(Image point annotation entries)
##############################
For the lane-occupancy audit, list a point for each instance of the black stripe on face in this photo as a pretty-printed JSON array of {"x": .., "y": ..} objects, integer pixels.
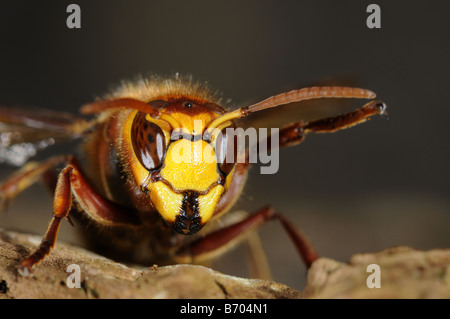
[{"x": 188, "y": 221}]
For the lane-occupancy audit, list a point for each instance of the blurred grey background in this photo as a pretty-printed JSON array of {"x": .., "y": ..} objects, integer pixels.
[{"x": 378, "y": 185}]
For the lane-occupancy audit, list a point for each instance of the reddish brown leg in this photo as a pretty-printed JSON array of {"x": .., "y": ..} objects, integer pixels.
[
  {"x": 217, "y": 242},
  {"x": 27, "y": 176},
  {"x": 71, "y": 181}
]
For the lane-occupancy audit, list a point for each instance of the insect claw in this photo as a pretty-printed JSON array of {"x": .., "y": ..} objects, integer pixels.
[
  {"x": 25, "y": 271},
  {"x": 70, "y": 221}
]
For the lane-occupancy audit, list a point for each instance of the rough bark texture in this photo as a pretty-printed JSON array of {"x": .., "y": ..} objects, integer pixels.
[{"x": 405, "y": 273}]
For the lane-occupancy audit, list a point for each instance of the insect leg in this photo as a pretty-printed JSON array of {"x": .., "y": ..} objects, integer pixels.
[
  {"x": 27, "y": 176},
  {"x": 217, "y": 242},
  {"x": 72, "y": 182}
]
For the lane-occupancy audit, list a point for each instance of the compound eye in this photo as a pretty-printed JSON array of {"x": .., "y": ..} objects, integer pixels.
[
  {"x": 148, "y": 142},
  {"x": 226, "y": 150}
]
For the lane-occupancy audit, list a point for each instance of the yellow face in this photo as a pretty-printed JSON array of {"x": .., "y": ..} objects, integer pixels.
[{"x": 175, "y": 165}]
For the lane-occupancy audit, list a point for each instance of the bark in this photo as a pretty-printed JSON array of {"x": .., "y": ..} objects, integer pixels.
[{"x": 404, "y": 273}]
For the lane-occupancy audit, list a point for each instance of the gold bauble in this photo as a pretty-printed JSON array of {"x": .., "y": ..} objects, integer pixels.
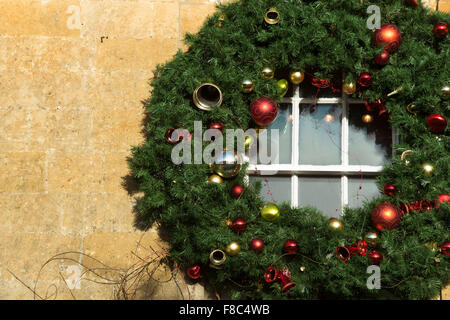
[
  {"x": 428, "y": 168},
  {"x": 233, "y": 248},
  {"x": 367, "y": 118},
  {"x": 272, "y": 16},
  {"x": 372, "y": 238},
  {"x": 217, "y": 258},
  {"x": 349, "y": 87},
  {"x": 270, "y": 212},
  {"x": 228, "y": 164},
  {"x": 283, "y": 87},
  {"x": 335, "y": 224},
  {"x": 214, "y": 178},
  {"x": 267, "y": 73},
  {"x": 296, "y": 76},
  {"x": 247, "y": 85},
  {"x": 445, "y": 92}
]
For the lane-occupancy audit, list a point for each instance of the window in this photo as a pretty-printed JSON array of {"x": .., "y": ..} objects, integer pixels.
[{"x": 328, "y": 156}]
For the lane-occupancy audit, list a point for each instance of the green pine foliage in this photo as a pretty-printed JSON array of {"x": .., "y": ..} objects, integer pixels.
[{"x": 325, "y": 38}]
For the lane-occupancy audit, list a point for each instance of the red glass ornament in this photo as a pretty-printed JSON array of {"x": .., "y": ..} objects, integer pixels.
[
  {"x": 388, "y": 37},
  {"x": 263, "y": 111},
  {"x": 239, "y": 225},
  {"x": 383, "y": 58},
  {"x": 236, "y": 191},
  {"x": 436, "y": 123},
  {"x": 257, "y": 245},
  {"x": 445, "y": 248},
  {"x": 426, "y": 205},
  {"x": 216, "y": 125},
  {"x": 385, "y": 216},
  {"x": 440, "y": 30},
  {"x": 365, "y": 79},
  {"x": 320, "y": 83},
  {"x": 441, "y": 199},
  {"x": 290, "y": 247},
  {"x": 194, "y": 272},
  {"x": 389, "y": 189},
  {"x": 375, "y": 257}
]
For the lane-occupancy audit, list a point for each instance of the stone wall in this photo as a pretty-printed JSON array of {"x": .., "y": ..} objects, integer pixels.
[{"x": 73, "y": 74}]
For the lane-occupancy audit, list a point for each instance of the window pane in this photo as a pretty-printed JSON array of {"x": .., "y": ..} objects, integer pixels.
[
  {"x": 274, "y": 189},
  {"x": 323, "y": 193},
  {"x": 369, "y": 143},
  {"x": 283, "y": 123},
  {"x": 361, "y": 189},
  {"x": 320, "y": 134}
]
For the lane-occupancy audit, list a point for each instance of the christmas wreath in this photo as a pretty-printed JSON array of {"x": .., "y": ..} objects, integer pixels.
[{"x": 231, "y": 78}]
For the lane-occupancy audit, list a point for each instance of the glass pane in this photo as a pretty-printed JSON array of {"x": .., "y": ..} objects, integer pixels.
[
  {"x": 320, "y": 134},
  {"x": 323, "y": 193},
  {"x": 283, "y": 123},
  {"x": 274, "y": 189},
  {"x": 369, "y": 143},
  {"x": 361, "y": 189}
]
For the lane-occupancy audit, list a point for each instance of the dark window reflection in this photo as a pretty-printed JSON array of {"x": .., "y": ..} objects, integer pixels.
[
  {"x": 370, "y": 141},
  {"x": 320, "y": 134}
]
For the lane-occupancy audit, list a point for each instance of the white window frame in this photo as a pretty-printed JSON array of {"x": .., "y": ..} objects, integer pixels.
[{"x": 294, "y": 169}]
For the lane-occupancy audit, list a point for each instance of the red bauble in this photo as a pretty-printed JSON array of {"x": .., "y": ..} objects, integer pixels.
[
  {"x": 389, "y": 189},
  {"x": 320, "y": 83},
  {"x": 388, "y": 37},
  {"x": 239, "y": 225},
  {"x": 194, "y": 272},
  {"x": 445, "y": 248},
  {"x": 236, "y": 191},
  {"x": 365, "y": 79},
  {"x": 375, "y": 257},
  {"x": 257, "y": 245},
  {"x": 383, "y": 58},
  {"x": 440, "y": 30},
  {"x": 216, "y": 125},
  {"x": 264, "y": 111},
  {"x": 290, "y": 247},
  {"x": 436, "y": 123},
  {"x": 385, "y": 216},
  {"x": 441, "y": 199}
]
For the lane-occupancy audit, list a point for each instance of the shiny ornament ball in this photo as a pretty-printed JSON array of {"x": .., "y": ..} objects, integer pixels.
##############################
# [TASK DETAILS]
Reproduce the lines of the entries above exactly, but only from the line containing "of the white" through the final line.

# [FULL OUTPUT]
For the lane-occupancy audit, list a point for each instance of the white window frame in this photo as a pretty-printed JSON array of {"x": .., "y": ..} objects, integer pixels.
[{"x": 294, "y": 169}]
For the lane-occupancy audit, list a point for each instance of the red bauble in this photo as a pretty-printed JSON array of {"x": .., "y": ..} objects, integer pixels.
[
  {"x": 389, "y": 189},
  {"x": 320, "y": 83},
  {"x": 388, "y": 37},
  {"x": 239, "y": 225},
  {"x": 194, "y": 272},
  {"x": 445, "y": 248},
  {"x": 236, "y": 191},
  {"x": 365, "y": 79},
  {"x": 375, "y": 257},
  {"x": 257, "y": 245},
  {"x": 383, "y": 58},
  {"x": 440, "y": 30},
  {"x": 216, "y": 125},
  {"x": 264, "y": 111},
  {"x": 290, "y": 247},
  {"x": 436, "y": 123},
  {"x": 385, "y": 216},
  {"x": 441, "y": 199}
]
For the lane-occupancy audit, list a point for each instance of the shiny ornament ball in this photo as a pretty-printed JSON array of {"x": .., "y": ..} objects, integer pixels.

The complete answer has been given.